(Extracted text begins)
QUESTION: Hi, I had a root canal last year without a crown. Now I am getting pain as if I have a cavity. What products would you recommend I purchase? Thank you in advance. – Norma
ANSWER: Norma – Root canals and crowns do not always go together. Sometimes they do, but not as a necessity. Crowned teeth do not often need a root canal and root canal-ed teeth do not often need a crown. Putting them together all the time is more marketing than science. Often a root canal-ed tooth needs some “breathing room.” It is non-vital and the bone has to adjust a tad to that.
You have pain. Have the tooth checked for a traumatic bite and have it reduced, almost taken out of occlusion, so you can hardly touch it. We would use our calcium materials on too. If nothing helps it, the pain remains, or the tooth becomes quite loose, it is cracked and may have to be removed.
(Extracted text ends)
# Task set:
a. From the root canal exchange, return the passage that begins with the words containing "You have pain." and ends with "to be removed.", copied word for word.
b. Carry the root canal exchange forward from its final sentence.
(Extracted records begins)
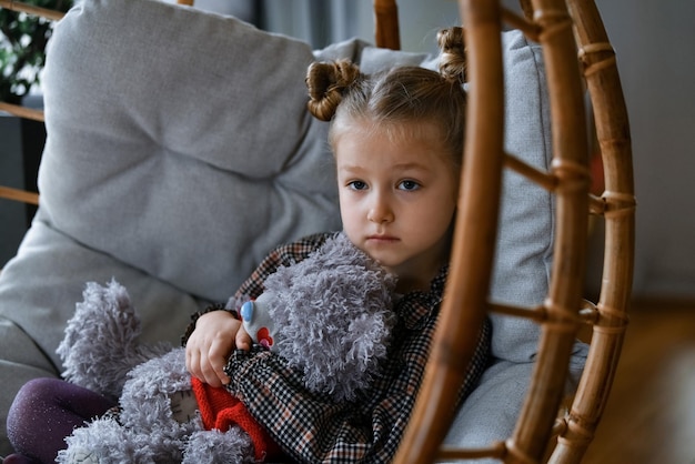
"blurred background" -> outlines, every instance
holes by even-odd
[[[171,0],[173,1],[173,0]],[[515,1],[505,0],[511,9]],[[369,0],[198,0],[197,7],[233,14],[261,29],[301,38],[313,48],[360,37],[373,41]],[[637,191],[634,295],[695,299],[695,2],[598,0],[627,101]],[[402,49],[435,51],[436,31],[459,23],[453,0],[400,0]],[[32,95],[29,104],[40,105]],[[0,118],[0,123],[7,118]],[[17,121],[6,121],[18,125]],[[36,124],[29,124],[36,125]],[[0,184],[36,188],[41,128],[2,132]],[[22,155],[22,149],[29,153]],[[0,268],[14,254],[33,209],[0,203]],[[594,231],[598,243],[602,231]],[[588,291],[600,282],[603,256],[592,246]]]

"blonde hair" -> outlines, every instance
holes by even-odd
(Extracted records ends)
# Task responses:
a.
You have pain. Have the tooth checked for a traumatic bite and have it reduced, almost taken out of occlusion, so you can hardly touch it. We would use our calcium materials on too. If nothing helps it, the pain remains, or the tooth becomes quite loose, it is cracked and may have to be removed.

b.
In recent studies electron microscope research found that root canals work very well, about 98% of the time. But, if a tooth is cracked it cannot heal and may become infected, so it should be removed. Almost all “failed” root canals are cracked, that is, the root canal did not fail, the tooth was cracked in the first place, no one could find the crack, and the tooth failed, not the root canal.
This research was great to learn because it explains clearly why root canals succeed at a very high rate.